== Input ==

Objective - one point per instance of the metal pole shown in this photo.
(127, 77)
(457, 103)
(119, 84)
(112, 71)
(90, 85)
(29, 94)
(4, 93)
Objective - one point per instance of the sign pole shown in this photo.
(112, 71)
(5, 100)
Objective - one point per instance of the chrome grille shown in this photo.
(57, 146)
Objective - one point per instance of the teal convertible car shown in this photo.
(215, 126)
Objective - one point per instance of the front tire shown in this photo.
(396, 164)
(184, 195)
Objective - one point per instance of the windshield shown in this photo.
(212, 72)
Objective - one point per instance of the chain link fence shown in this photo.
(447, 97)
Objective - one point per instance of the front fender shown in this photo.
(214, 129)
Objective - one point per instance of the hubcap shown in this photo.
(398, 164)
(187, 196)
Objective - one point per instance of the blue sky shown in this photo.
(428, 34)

===
== Input ==

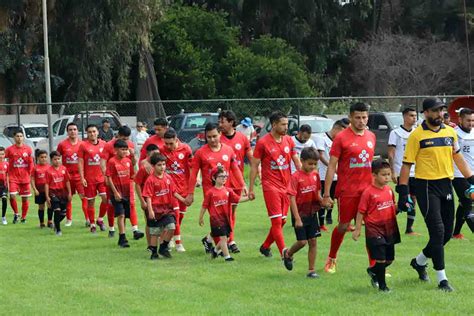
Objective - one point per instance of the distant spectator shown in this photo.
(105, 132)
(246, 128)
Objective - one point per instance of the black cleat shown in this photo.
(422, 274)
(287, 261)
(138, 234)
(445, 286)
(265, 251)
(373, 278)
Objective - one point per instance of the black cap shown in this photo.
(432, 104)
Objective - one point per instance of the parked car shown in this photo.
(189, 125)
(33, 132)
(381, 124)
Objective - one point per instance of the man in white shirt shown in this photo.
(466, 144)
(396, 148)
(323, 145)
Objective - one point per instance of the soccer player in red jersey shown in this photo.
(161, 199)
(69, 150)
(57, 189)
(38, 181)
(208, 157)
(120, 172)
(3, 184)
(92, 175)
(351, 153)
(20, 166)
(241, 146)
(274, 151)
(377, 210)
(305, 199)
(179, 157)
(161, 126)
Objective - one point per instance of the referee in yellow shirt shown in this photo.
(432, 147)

===
== Input ==

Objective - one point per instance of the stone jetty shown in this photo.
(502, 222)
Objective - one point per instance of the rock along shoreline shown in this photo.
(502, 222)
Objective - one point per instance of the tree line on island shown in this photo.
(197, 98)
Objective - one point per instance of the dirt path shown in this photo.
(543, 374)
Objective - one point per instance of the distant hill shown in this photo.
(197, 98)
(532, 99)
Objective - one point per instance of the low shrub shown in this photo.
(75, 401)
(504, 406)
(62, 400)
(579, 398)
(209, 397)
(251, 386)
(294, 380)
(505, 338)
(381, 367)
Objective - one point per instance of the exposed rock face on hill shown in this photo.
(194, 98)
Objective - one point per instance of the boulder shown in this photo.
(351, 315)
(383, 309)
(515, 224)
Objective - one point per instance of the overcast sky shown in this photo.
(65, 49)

===

• [Aim]:
From the lines above, pull out each one that contains the word "front" and copy it in full.

• [Result of this task]:
Objective - one point per instance of the front tire shown in this photo.
Objective - one point per instance of the front fender shown in this photo.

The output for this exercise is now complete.